**JOB:**
Rescale the entries starting with the line containing "Target: man's short brown hair" and going on through the end of the entries: reproduce those lines in full, requests included, with every point coordinate in the answers multiplied by 1.55 and rounded to the nearest whole number, halves rounded up.

**RECORDS SHOWN:**
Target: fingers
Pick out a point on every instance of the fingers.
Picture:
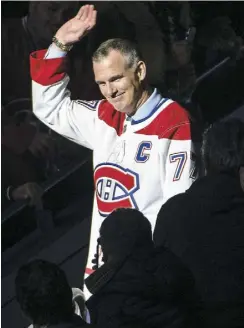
(91, 17)
(80, 12)
(83, 13)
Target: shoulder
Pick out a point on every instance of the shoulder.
(170, 121)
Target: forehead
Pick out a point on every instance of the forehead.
(114, 63)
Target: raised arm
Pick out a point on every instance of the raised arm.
(51, 98)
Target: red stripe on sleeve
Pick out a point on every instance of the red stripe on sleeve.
(172, 123)
(46, 71)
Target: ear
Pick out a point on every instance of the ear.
(141, 71)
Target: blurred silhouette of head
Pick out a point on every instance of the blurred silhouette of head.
(123, 232)
(223, 147)
(43, 292)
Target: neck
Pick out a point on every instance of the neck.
(144, 96)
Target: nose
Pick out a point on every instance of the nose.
(111, 90)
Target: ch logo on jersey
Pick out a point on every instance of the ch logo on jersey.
(115, 187)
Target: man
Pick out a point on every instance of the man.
(45, 297)
(141, 141)
(204, 226)
(138, 285)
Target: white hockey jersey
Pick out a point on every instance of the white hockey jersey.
(139, 162)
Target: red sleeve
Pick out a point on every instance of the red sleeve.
(47, 71)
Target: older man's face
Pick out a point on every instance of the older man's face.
(120, 85)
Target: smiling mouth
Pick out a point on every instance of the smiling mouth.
(117, 97)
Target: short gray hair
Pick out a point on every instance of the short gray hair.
(127, 48)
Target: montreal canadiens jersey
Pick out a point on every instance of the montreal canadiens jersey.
(139, 161)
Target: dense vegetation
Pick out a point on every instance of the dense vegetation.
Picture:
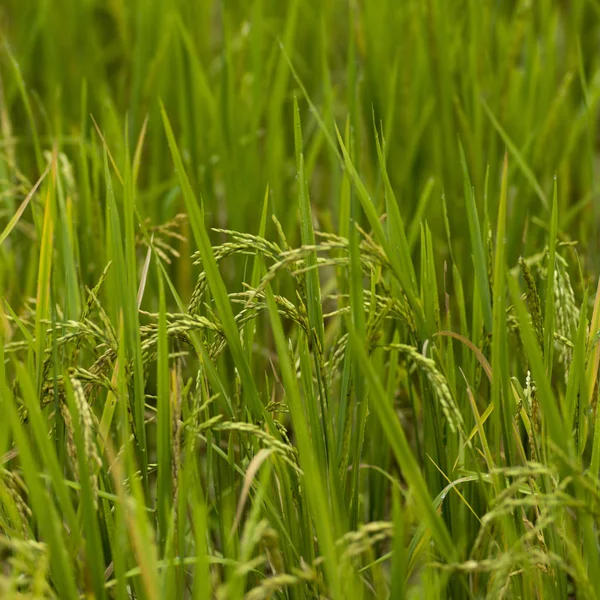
(299, 299)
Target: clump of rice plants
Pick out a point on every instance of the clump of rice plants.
(292, 307)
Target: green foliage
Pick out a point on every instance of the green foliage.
(377, 379)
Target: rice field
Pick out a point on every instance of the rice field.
(299, 299)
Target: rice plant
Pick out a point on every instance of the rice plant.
(299, 300)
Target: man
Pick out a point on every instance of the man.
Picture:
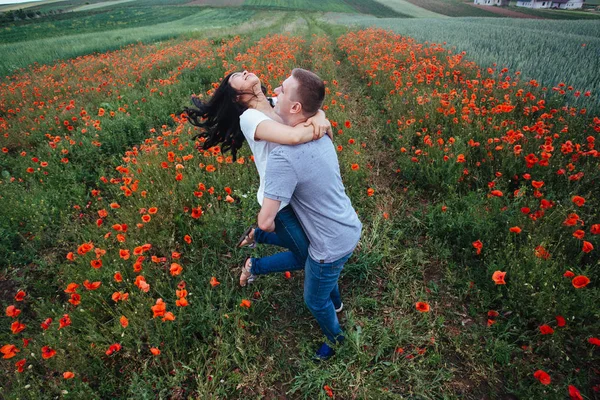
(308, 177)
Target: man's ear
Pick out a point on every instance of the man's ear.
(296, 108)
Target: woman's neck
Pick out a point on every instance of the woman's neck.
(260, 103)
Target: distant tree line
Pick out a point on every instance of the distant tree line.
(24, 14)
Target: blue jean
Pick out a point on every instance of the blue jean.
(288, 234)
(321, 292)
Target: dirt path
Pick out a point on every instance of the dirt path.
(504, 11)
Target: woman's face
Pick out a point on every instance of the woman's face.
(244, 82)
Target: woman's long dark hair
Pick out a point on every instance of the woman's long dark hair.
(219, 118)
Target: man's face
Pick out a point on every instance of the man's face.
(245, 83)
(286, 94)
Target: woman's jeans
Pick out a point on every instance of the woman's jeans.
(288, 234)
(322, 294)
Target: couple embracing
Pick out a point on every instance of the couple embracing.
(304, 206)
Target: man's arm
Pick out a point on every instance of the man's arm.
(267, 214)
(273, 131)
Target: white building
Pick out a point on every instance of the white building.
(563, 4)
(567, 4)
(534, 3)
(500, 3)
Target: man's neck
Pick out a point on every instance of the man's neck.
(294, 119)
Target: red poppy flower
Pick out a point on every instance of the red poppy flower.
(17, 327)
(175, 269)
(478, 245)
(498, 277)
(12, 311)
(124, 254)
(245, 303)
(20, 295)
(169, 316)
(159, 308)
(578, 200)
(574, 393)
(75, 299)
(112, 348)
(20, 365)
(91, 285)
(580, 281)
(8, 351)
(48, 352)
(546, 330)
(64, 321)
(71, 287)
(46, 324)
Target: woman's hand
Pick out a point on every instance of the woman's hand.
(321, 125)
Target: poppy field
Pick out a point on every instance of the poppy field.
(476, 274)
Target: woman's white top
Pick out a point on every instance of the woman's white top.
(249, 121)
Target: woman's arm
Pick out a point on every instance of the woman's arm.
(275, 132)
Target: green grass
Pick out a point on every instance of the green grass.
(557, 14)
(48, 50)
(101, 5)
(215, 349)
(544, 59)
(407, 8)
(453, 8)
(82, 22)
(371, 7)
(312, 5)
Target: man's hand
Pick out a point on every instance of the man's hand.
(267, 214)
(321, 125)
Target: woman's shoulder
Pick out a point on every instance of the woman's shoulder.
(254, 113)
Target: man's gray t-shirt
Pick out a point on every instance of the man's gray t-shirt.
(308, 177)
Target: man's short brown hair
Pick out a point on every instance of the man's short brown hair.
(310, 91)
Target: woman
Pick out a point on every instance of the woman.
(239, 110)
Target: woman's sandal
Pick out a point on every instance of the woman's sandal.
(246, 237)
(247, 277)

**TASK SOLUTION:**
Target: man's short brown hair
Pick out a point on every instance of the man's short brown hair.
(481, 141)
Target: woman
Pick out a point on every instance of the woman.
(370, 171)
Target: woman's sandal
Pick out a point on every instance of the woman's sandal.
(381, 367)
(383, 429)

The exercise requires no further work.